_OBJECTIF VISÉ_
Recopiez tout l'extrait sur la réforme des retraites, sans rien y changer.

_EXTRAIT_
"""

Parler de la révision du régime des retraites comme d’un enjeu politique majeur tient de l’euphémisme. Alors qu’une énième réforme est proposée par l’exécutif (la huitième en vingt-cinq ans, depuis la première conduite par Édouard Balladur de 1993), le gouvernement craint l’explosion de colère sociale. Est-ce le souvenir de la réforme manquée des régimes spéciaux voulue par Alain Juppé et brisée par un vaste mouvement de grève en décembre 1995 ? La crainte de coaliser les mécontents, les jeunes ne comprenant pas pourquoi ils devraient financer un régime de redistribution dont ils pensent ne jamais profiter ; les plus âgés et les plus fragiles redoutant une baisse du niveau de redistribution ? Probablement un peu de tout cela. À quoi il faut encore ajouter le risque politique qui consiste à s’attaquer à un pilier de l’État-providence auquel les Français sont passionnément attachés, mais dont le coût représente à lui seul plus de 13 % du PIB français, la moitié des dépenses liées à la protection sociale.

"""

[Entrées de la collection]
"""

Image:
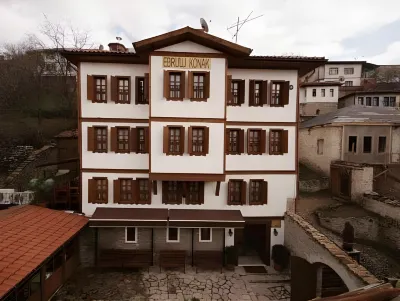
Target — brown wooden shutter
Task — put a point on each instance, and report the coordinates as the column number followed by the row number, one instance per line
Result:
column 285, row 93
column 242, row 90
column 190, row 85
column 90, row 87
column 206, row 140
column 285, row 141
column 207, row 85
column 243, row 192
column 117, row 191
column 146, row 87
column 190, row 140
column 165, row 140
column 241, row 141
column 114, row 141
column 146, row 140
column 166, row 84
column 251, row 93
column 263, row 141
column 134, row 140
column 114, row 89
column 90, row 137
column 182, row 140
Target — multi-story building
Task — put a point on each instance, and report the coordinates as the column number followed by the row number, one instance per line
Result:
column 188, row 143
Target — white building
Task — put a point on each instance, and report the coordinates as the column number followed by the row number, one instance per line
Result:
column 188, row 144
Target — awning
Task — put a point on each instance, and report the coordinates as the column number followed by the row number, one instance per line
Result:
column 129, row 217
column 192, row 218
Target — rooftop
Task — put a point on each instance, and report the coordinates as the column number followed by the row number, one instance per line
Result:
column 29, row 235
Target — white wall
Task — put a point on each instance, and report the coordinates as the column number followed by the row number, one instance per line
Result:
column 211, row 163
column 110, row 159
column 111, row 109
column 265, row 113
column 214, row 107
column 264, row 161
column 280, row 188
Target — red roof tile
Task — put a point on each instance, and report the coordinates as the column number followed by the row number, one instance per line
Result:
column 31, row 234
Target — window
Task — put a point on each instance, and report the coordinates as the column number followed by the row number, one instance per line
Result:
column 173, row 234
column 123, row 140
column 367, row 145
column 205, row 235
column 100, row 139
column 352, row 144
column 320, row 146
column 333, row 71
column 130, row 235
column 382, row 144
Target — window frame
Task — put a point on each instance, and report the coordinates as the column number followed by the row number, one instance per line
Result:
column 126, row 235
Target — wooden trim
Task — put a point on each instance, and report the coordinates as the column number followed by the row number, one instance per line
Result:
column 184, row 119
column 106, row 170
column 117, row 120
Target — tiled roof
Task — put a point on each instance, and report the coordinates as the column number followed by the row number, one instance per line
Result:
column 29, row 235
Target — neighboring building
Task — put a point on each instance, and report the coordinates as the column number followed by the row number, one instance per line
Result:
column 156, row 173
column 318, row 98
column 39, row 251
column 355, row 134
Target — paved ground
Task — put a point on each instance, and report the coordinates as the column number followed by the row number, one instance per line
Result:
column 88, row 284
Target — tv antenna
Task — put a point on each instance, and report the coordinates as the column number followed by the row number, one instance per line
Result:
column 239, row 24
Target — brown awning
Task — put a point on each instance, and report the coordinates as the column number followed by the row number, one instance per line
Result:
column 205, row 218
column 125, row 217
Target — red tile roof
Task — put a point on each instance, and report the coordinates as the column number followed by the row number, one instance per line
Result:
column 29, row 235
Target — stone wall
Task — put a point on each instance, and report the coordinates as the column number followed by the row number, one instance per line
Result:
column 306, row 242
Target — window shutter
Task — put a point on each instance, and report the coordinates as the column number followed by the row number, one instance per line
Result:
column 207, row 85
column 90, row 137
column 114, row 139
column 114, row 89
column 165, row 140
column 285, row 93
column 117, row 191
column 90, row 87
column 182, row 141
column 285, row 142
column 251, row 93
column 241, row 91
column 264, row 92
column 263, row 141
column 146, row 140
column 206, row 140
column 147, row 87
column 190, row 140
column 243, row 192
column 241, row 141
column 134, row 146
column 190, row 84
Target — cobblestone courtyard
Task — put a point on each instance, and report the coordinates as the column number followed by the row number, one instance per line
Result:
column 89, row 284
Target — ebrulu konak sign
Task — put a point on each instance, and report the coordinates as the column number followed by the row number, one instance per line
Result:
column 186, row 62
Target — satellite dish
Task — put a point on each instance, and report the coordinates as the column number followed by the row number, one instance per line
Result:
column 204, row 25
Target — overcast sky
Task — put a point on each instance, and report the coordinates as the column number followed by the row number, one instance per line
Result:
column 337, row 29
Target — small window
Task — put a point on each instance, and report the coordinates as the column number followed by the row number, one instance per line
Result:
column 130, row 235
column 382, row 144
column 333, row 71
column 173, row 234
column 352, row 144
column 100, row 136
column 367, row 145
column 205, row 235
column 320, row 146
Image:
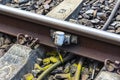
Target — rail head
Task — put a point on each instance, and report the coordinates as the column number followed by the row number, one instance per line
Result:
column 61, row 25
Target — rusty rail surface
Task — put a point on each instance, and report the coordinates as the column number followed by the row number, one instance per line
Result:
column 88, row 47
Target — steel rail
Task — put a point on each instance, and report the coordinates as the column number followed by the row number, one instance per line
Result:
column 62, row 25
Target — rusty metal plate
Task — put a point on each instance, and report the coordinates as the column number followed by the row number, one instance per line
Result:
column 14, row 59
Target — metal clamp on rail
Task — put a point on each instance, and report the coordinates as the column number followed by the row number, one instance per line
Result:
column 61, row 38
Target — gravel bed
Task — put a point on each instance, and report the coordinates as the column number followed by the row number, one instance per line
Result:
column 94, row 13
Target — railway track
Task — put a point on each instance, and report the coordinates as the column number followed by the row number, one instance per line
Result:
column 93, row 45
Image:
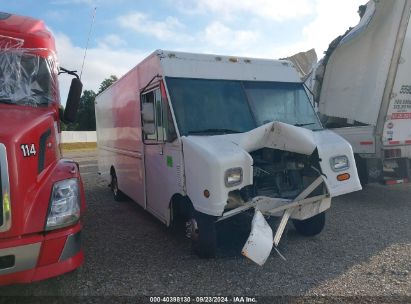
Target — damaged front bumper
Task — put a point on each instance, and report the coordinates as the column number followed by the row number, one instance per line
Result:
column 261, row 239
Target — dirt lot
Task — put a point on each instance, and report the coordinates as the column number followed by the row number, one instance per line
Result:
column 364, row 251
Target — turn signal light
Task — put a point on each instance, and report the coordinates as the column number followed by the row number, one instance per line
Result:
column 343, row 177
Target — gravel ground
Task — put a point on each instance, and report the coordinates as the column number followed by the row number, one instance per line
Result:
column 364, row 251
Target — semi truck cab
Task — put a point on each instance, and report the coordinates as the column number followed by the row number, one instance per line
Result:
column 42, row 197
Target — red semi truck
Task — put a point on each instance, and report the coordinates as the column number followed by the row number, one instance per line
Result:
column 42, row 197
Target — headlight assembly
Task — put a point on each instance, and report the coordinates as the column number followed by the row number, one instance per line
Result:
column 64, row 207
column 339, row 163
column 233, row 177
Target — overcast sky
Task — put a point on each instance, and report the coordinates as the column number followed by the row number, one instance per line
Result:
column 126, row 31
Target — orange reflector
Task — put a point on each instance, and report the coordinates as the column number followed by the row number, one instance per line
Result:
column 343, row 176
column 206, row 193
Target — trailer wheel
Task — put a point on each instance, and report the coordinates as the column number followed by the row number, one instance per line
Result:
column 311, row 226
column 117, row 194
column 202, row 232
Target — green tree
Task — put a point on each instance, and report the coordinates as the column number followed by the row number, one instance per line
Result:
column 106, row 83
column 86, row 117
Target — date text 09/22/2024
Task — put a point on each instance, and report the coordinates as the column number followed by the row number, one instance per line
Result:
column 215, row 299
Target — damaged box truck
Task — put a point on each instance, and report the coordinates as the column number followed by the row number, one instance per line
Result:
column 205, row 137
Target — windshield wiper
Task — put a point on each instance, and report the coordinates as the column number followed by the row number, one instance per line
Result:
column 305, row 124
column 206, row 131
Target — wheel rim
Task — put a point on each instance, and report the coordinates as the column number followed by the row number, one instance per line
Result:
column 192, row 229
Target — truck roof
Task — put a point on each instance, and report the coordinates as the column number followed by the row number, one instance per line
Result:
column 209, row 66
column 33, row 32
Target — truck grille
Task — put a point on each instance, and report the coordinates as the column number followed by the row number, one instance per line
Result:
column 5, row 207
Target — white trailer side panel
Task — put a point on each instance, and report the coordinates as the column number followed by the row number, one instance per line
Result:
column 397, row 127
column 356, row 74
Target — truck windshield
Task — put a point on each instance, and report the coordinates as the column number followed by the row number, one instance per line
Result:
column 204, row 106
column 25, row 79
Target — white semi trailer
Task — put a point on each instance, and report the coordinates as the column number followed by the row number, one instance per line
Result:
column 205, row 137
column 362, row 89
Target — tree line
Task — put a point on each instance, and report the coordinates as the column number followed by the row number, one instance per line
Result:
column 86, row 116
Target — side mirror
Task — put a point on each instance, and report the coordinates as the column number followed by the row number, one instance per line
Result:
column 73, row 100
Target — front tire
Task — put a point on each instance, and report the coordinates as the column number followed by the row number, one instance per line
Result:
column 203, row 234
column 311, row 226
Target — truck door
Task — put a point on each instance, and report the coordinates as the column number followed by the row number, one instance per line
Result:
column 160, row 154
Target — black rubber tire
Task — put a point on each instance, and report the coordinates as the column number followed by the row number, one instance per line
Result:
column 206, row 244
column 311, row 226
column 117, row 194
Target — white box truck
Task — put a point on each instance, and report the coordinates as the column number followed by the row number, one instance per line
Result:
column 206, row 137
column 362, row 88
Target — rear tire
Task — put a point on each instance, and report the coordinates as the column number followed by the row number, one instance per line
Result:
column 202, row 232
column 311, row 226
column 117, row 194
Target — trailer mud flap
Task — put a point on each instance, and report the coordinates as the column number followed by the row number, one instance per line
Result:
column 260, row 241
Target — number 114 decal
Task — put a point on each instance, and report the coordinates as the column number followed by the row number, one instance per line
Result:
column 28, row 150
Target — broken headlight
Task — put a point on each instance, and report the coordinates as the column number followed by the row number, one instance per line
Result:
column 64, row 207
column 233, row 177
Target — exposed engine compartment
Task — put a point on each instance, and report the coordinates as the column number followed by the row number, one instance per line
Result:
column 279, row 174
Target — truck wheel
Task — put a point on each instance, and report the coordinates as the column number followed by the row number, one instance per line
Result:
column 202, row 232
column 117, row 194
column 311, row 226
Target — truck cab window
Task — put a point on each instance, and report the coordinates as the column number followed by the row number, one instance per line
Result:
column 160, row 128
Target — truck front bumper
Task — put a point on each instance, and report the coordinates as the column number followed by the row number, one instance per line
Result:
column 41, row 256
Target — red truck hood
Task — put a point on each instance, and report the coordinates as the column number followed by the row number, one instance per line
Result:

"""

_RÉSULTAT ATTENDU_
Parler de la révision du régime des retraites comme d’un enjeu politique majeur tient de l’euphémisme. Alors qu’une énième réforme est proposée par l’exécutif (la huitième en vingt-cinq ans, depuis la première conduite par Édouard Balladur de 1993), le gouvernement craint l’explosion de colère sociale. Est-ce le souvenir de la réforme manquée des régimes spéciaux voulue par Alain Juppé et brisée par un vaste mouvement de grève en décembre 1995 ? La crainte de coaliser les mécontents, les jeunes ne comprenant pas pourquoi ils devraient financer un régime de redistribution dont ils pensent ne jamais profiter ; les plus âgés et les plus fragiles redoutant une baisse du niveau de redistribution ? Probablement un peu de tout cela. À quoi il faut encore ajouter le risque politique qui consiste à s’attaquer à un pilier de l’État-providence auquel les Français sont passionnément attachés, mais dont le coût représente à lui seul plus de 13 % du PIB français, la moitié des dépenses liées à la protection sociale.